PROBLEM:
In the entries below, how many lines contain "stone"? Answer with the number and nothing else.

[Referring expression data]
....

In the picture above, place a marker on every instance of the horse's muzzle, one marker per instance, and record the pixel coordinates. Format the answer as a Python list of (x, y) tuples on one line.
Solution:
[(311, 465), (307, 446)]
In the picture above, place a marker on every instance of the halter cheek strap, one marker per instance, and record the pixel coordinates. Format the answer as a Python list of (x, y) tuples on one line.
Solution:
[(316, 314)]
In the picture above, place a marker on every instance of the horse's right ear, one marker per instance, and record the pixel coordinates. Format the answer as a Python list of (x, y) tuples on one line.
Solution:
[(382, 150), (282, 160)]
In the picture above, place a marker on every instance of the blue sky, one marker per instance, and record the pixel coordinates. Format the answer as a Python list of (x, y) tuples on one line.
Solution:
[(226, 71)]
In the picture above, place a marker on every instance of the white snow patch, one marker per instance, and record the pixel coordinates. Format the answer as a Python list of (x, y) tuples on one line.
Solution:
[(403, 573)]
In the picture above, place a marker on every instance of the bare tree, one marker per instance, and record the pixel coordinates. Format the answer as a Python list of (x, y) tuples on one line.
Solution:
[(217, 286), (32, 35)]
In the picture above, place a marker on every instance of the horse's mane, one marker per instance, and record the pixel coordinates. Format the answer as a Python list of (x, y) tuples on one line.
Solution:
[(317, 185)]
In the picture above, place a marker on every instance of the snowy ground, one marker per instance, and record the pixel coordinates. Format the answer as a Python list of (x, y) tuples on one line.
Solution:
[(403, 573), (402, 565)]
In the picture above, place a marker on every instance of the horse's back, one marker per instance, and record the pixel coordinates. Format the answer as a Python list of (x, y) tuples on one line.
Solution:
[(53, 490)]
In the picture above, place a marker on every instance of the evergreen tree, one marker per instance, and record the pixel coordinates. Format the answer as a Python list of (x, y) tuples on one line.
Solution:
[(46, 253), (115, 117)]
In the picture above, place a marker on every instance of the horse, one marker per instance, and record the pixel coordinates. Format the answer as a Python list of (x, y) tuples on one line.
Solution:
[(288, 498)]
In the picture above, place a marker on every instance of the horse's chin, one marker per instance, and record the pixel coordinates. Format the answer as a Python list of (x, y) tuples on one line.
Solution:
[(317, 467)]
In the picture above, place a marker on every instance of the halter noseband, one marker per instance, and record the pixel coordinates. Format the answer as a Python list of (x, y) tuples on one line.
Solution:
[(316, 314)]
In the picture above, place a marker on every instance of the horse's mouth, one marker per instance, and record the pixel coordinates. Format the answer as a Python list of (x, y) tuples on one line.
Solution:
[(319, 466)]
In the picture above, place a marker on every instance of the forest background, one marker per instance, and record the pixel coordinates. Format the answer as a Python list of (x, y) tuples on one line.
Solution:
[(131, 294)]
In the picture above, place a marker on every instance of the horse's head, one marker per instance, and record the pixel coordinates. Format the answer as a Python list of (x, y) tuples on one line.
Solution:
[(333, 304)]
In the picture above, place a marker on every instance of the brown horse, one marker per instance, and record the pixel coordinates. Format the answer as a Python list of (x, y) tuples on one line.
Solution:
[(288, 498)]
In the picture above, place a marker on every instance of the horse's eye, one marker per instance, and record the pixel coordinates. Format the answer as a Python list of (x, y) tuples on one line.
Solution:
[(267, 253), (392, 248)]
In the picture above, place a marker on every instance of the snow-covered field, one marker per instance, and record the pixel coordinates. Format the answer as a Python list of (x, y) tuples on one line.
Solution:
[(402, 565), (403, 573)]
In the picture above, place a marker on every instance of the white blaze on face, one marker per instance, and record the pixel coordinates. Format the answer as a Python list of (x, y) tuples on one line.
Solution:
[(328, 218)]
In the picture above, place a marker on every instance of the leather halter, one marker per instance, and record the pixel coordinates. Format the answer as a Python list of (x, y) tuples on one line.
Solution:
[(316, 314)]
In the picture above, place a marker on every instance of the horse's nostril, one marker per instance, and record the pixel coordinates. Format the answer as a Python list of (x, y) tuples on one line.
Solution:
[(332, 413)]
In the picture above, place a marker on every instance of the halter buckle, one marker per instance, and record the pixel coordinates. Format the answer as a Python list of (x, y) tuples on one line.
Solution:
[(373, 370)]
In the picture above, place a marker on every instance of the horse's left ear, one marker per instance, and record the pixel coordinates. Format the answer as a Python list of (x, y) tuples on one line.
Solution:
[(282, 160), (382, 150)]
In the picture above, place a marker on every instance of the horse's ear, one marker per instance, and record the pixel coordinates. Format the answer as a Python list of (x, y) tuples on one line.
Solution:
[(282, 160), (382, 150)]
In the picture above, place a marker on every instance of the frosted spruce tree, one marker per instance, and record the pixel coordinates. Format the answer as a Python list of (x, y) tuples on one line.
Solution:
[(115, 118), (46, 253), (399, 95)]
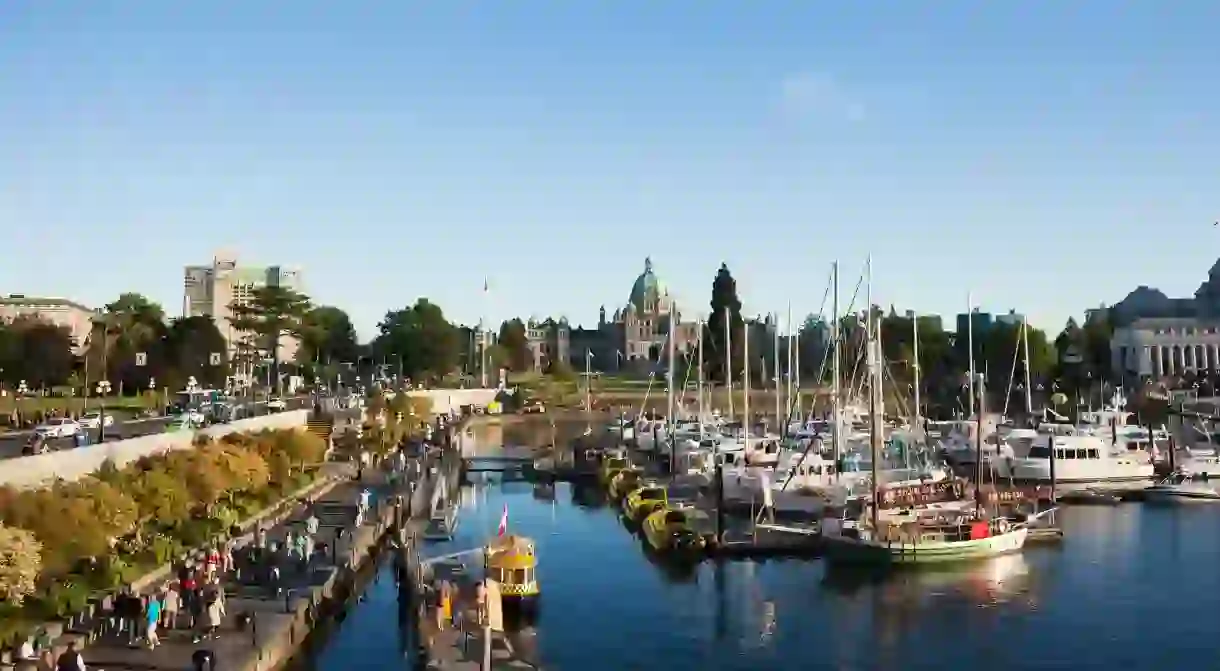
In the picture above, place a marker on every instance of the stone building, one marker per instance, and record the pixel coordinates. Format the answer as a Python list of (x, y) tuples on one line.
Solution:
[(1157, 336)]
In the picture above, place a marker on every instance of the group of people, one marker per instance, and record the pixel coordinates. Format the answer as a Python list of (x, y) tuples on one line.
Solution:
[(194, 600)]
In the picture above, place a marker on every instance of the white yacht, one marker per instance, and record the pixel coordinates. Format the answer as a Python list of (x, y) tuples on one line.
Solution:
[(1180, 488), (1079, 459)]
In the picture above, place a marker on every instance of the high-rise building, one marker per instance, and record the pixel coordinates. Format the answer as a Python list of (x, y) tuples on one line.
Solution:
[(211, 289)]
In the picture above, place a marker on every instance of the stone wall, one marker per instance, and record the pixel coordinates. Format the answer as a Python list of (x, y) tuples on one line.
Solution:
[(75, 464), (445, 400)]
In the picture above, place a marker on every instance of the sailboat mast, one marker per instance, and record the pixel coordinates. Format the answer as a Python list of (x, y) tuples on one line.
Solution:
[(1025, 354), (918, 421), (699, 384), (778, 397), (728, 359), (874, 436), (835, 372), (669, 369), (970, 345), (746, 383)]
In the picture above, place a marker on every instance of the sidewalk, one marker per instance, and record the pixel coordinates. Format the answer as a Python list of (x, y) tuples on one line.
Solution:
[(255, 616)]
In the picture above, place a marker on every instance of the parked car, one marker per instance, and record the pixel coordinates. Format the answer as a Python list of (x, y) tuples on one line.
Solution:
[(93, 420), (57, 427)]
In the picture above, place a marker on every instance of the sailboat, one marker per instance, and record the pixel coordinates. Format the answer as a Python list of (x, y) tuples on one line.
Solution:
[(944, 527)]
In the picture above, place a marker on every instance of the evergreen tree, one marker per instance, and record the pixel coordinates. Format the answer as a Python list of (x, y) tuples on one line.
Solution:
[(724, 300)]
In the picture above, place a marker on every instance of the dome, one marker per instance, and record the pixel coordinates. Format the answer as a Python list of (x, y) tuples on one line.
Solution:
[(647, 290)]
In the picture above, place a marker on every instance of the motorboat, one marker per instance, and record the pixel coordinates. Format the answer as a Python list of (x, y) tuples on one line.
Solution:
[(1180, 488)]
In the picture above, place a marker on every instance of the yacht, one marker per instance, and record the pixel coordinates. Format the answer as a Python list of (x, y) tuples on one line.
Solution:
[(1181, 488), (1079, 459)]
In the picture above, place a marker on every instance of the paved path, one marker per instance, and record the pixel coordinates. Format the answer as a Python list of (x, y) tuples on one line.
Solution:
[(236, 644), (11, 443)]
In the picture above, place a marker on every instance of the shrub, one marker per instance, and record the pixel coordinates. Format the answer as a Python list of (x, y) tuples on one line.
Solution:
[(21, 559)]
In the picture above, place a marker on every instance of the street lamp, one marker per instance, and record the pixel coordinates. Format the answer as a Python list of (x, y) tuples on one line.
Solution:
[(103, 392), (22, 389)]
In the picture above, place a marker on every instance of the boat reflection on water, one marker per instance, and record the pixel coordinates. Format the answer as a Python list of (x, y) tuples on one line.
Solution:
[(675, 569), (588, 495), (1001, 580)]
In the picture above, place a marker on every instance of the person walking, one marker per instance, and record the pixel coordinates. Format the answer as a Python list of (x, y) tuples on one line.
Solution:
[(151, 619), (170, 608)]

....

SOLVED EXERCISE:
2